[Collection entries]
%%
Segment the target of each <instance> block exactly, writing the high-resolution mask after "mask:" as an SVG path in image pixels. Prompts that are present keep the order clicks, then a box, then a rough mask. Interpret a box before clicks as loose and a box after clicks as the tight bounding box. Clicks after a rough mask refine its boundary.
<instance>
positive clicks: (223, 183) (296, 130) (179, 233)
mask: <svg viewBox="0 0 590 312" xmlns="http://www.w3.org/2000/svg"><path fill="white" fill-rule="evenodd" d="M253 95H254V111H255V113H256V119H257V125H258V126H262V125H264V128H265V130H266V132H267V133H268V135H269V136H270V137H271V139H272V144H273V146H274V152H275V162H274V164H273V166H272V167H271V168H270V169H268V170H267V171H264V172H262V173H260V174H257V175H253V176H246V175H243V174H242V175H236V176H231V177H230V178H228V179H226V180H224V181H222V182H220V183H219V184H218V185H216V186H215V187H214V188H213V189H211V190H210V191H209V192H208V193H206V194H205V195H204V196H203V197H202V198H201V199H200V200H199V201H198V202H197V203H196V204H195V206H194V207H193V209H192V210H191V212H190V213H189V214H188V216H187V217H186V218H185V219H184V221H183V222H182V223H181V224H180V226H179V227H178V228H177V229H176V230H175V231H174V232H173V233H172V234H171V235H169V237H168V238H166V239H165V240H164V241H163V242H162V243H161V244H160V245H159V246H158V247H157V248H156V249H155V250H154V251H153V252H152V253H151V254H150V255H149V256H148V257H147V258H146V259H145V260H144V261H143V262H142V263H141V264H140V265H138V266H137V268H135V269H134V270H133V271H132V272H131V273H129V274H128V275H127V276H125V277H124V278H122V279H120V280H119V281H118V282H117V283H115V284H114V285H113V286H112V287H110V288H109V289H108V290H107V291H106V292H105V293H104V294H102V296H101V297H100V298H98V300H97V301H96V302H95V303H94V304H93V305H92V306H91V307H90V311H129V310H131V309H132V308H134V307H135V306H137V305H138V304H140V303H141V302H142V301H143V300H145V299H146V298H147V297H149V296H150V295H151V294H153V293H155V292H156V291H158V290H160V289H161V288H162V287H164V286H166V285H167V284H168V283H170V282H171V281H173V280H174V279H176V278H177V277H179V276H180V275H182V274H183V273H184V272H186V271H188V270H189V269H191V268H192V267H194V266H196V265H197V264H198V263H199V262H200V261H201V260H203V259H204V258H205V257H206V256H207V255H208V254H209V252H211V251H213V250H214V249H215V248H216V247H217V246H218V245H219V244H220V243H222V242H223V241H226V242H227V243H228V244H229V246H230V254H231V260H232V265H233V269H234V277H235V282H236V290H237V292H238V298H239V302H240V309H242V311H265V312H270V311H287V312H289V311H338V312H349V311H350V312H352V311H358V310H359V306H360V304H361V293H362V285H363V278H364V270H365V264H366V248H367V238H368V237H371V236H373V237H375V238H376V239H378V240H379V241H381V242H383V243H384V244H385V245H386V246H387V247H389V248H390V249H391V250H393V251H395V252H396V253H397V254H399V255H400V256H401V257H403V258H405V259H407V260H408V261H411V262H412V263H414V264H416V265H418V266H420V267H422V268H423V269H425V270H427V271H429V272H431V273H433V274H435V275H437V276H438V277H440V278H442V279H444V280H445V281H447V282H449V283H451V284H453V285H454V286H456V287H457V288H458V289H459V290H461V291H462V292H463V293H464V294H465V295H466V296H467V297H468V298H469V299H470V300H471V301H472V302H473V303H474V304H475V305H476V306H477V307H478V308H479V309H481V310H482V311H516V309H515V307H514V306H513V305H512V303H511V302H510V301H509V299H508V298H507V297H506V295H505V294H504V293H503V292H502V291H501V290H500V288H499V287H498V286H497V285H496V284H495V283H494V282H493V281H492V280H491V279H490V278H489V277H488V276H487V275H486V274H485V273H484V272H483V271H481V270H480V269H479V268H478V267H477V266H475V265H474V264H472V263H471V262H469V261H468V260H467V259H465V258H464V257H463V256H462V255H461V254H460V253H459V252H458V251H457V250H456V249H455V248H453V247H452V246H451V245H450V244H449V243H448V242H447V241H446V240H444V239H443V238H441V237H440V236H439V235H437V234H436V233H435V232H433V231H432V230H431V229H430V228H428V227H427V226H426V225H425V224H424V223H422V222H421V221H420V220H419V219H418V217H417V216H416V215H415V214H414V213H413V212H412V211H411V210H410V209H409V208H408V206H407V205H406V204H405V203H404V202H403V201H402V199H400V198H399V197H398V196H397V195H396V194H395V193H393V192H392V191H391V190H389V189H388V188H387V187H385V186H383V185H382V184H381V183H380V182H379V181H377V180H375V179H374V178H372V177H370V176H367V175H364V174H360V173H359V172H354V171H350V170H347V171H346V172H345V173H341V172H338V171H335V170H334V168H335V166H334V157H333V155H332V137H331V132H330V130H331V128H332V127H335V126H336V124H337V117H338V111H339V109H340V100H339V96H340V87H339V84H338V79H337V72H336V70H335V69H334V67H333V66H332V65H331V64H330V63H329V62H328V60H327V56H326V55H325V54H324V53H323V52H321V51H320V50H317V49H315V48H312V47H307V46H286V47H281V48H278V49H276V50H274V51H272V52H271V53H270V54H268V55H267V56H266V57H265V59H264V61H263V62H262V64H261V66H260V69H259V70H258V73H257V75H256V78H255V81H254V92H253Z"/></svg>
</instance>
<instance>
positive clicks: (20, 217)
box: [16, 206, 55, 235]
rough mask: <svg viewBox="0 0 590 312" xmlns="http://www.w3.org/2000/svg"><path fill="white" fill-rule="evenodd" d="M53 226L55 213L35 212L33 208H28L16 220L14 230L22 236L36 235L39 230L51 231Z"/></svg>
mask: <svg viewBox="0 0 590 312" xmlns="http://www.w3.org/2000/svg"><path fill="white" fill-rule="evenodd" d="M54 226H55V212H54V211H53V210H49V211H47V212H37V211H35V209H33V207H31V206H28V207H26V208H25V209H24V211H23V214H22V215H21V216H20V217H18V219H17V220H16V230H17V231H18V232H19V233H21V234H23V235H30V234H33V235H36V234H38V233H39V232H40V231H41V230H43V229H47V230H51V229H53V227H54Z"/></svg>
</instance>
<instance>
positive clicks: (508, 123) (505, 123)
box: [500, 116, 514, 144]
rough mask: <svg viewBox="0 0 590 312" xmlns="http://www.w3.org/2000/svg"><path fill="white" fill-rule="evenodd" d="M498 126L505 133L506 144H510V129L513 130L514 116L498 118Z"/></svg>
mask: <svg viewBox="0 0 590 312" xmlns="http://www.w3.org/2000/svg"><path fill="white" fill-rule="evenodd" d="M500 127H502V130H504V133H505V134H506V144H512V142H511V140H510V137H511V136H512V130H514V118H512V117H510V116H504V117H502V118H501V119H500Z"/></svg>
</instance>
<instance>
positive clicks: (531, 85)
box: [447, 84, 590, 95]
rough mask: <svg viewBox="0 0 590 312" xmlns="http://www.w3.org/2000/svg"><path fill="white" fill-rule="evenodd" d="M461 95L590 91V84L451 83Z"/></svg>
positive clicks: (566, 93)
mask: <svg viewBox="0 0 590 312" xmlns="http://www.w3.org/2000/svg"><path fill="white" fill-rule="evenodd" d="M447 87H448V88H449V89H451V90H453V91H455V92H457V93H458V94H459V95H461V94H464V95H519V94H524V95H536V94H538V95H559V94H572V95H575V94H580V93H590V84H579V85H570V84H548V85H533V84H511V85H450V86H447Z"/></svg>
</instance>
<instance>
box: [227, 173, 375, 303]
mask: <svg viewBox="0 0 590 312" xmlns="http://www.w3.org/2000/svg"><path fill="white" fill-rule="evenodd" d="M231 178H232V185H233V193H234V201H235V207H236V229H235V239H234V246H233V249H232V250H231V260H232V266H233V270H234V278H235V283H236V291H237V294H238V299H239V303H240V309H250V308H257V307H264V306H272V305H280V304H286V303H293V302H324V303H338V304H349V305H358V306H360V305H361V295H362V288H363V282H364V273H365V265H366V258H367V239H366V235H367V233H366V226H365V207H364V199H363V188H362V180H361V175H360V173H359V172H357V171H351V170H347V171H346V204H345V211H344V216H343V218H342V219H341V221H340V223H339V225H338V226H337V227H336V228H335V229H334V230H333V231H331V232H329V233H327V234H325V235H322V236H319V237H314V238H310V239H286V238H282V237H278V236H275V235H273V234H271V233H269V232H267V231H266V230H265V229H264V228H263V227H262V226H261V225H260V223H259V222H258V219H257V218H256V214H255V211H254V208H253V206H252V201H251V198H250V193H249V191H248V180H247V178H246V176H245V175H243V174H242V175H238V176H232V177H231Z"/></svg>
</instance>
%%
_WHAT TO DO_.
The lines above, starting at the one with "126L505 133L506 144H510V129L513" and ending at the one with "box: [447, 84, 590, 95]", are the only ones to return, exactly as written.

_ANSWER BELOW_.
rough mask: <svg viewBox="0 0 590 312" xmlns="http://www.w3.org/2000/svg"><path fill="white" fill-rule="evenodd" d="M498 126L505 133L506 144H510V129L513 130L514 116L498 118Z"/></svg>
mask: <svg viewBox="0 0 590 312" xmlns="http://www.w3.org/2000/svg"><path fill="white" fill-rule="evenodd" d="M500 127H502V130H504V133H505V134H506V144H512V142H511V140H510V137H511V136H512V130H514V118H512V117H510V116H504V117H502V118H501V119H500Z"/></svg>
</instance>
<instance>
positive clicks: (531, 85)
box: [447, 84, 590, 95]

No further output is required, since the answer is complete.